**Text:**
···

The happiness and contentment would, however, be short-lived since a few years later, along with hundreds of other retirees of the Kenya Railways, Mr Wa Njuki started experiencing inconsistencies in the payment of pension.

“It came a time when we were getting money through the window in the cash office. We would queue for hours only to be told there was no money and the officers would end up giving us Sh20 or Sh50 for bus fare,” Mr Wa Njuki, now in his 80s, says.

He recalls scenes of pensioners collapsing and dying in the long queues around 2004.

At that time, the KRC was experiencing serious operational issues, was technically insolvent and had failed in its financial obligations.

Kenya Railways Staff Retirement Benefit Scheme

From left Kenya Railways Staff Retirement Benefit Scheme chairman Johnson Miano with members Isaac Amuma and John Kivunga wa Njuki during an interview at Nation Centre on November 17, 2020. 

Photo credit: Kanyiri Wahito | Nation Media Group

At that time, Mr Isaac Amuma, 80, who had also served the corporation between 1969 and 1994, was undergoing a similar ordeal.

After many journeys from Nyanza to Nairobi for his hard-earned cash, he had come to realise one thing.

“The government is a bad debtor. It does not pay what is required of it consistently and in good time. We fear that most of us will probably will go to the other side of the world without getting our real value,” Mr Amuma says.

“In fact, we were moved to a scheme because the railways, who were paying us pension, were unable to pay. So, some people would not get their cash after queuing, some died on the queue and as you reached the window to get your money, you would be told that the money was no longer there,” he told the Nation.

···

**Recorded data:**
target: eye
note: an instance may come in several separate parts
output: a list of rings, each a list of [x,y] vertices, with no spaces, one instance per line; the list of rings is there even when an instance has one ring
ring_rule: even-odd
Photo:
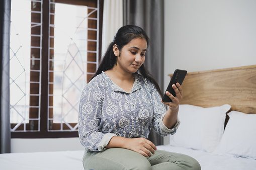
[[[131,51],[131,53],[133,55],[135,55],[135,54],[137,53],[137,52],[133,51]]]

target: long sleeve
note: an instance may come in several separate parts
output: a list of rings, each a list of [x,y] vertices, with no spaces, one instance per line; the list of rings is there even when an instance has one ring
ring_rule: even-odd
[[[152,89],[151,94],[154,112],[152,120],[153,128],[156,133],[162,136],[165,136],[170,134],[174,134],[180,125],[180,122],[179,118],[176,124],[172,129],[167,128],[163,124],[162,121],[167,110],[166,107],[160,102],[161,96],[154,86]]]
[[[79,106],[78,132],[81,143],[90,150],[103,151],[111,137],[111,133],[100,129],[103,93],[97,81],[92,81],[82,91]]]

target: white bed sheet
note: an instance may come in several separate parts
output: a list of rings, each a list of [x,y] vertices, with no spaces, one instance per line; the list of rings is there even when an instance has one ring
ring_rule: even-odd
[[[185,154],[195,158],[202,170],[256,170],[256,160],[229,155],[219,155],[202,150],[169,145],[156,146],[157,149]]]
[[[256,160],[217,155],[201,150],[170,145],[159,150],[185,154],[197,159],[202,170],[256,170]],[[1,170],[83,170],[83,150],[0,154]]]
[[[83,170],[83,150],[0,154],[1,170]]]

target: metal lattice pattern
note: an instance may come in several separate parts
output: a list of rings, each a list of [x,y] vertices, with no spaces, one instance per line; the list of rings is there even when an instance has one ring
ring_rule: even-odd
[[[41,88],[41,43],[32,46],[33,38],[42,40],[41,1],[12,0],[10,33],[10,113],[12,131],[40,131]],[[31,18],[38,16],[38,21]],[[39,34],[34,34],[37,30]],[[38,50],[36,55],[33,52]],[[34,66],[37,65],[38,67]],[[31,79],[34,74],[38,79]],[[31,84],[38,91],[31,89]],[[33,102],[31,100],[34,100]],[[30,118],[30,111],[37,110],[37,116]]]
[[[50,7],[48,130],[76,131],[81,90],[88,75],[94,74],[88,72],[89,64],[96,68],[99,64],[98,48],[89,48],[90,43],[98,47],[99,9],[52,1]],[[97,28],[89,28],[90,20],[97,22]],[[88,31],[94,32],[97,37],[89,37]],[[90,54],[95,55],[94,59]],[[59,125],[53,128],[54,124]]]

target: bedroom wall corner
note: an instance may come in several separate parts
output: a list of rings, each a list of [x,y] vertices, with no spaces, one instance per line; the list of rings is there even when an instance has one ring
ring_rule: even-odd
[[[188,72],[256,64],[256,1],[164,0],[164,84]]]

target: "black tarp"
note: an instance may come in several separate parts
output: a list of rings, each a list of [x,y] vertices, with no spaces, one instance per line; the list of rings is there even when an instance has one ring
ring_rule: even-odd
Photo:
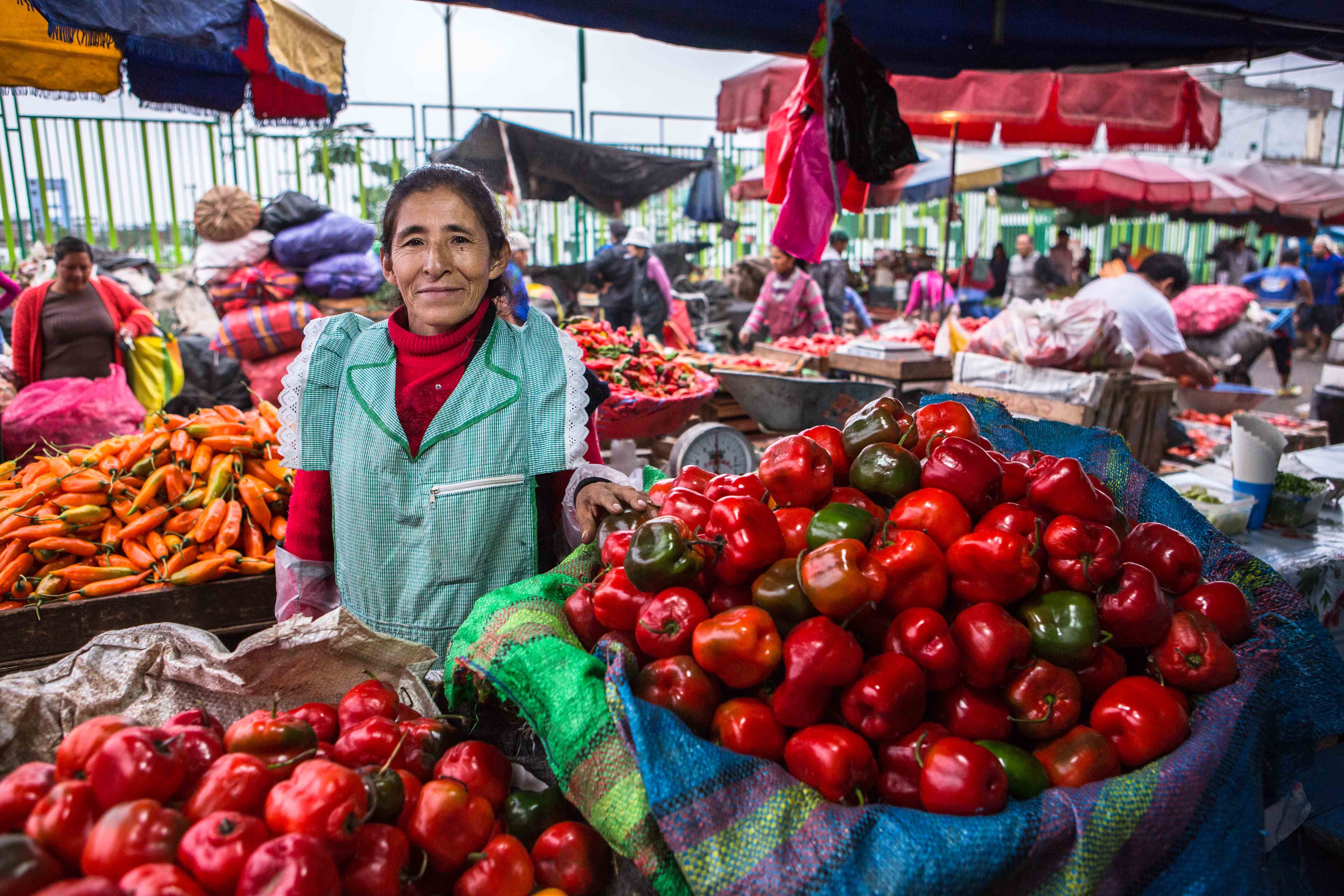
[[[570,140],[481,116],[461,142],[430,154],[433,163],[470,168],[497,193],[513,192],[508,156],[513,160],[519,199],[562,203],[578,196],[593,208],[617,216],[706,168],[702,159],[675,159]]]

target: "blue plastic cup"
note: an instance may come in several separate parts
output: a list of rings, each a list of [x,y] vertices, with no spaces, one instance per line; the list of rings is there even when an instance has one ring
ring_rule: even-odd
[[[1250,523],[1246,524],[1247,529],[1258,529],[1265,525],[1265,512],[1269,509],[1269,496],[1274,490],[1273,482],[1242,482],[1238,478],[1232,478],[1232,490],[1242,492],[1243,494],[1255,496],[1255,506],[1251,508]]]

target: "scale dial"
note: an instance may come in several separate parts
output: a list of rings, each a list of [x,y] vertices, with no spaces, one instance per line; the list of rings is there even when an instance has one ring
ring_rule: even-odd
[[[751,439],[724,423],[696,423],[677,437],[668,458],[668,472],[676,476],[687,466],[710,473],[741,476],[757,467]]]

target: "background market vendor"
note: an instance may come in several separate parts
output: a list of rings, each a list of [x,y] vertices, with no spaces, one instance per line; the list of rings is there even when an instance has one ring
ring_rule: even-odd
[[[509,308],[509,246],[476,173],[403,177],[382,236],[405,305],[313,321],[285,377],[297,472],[277,617],[339,602],[442,656],[477,598],[550,566],[559,531],[591,540],[602,512],[648,498],[597,465],[606,388],[574,340]]]

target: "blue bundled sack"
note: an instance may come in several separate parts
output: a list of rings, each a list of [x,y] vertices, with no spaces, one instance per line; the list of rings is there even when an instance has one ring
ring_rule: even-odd
[[[304,286],[314,296],[371,296],[383,285],[383,266],[367,253],[341,253],[308,266]]]
[[[327,212],[317,220],[280,231],[270,251],[285,267],[302,270],[332,255],[363,255],[372,246],[374,226],[367,220]]]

···

**Required work:**
[1] According to the text on the Kenya Railways pensions, in which years did Mr Isaac Amuma serve the corporation?
[2] In the Kenya Railways pension text, change "chairman" to "chair" in the passage between "From left Kenya" and "a similar ordeal.", inclusive, and give that passage.
Rely solely on the text; the material is not relevant here.

**Outputs in order:**
[1] He served the corporation between 1969 and 1994.

[2]
From left Kenya Railways Staff Retirement Benefit Scheme chair Johnson Miano with members Isaac Amuma and John Kivunga wa Njuki during an interview at Nation Centre on November 17, 2020. 

Photo credit: Kanyiri Wahito | Nation Media Group

At that time, Mr Isaac Amuma, 80, who had also served the corporation between 1969 and 1994, was undergoing a similar ordeal.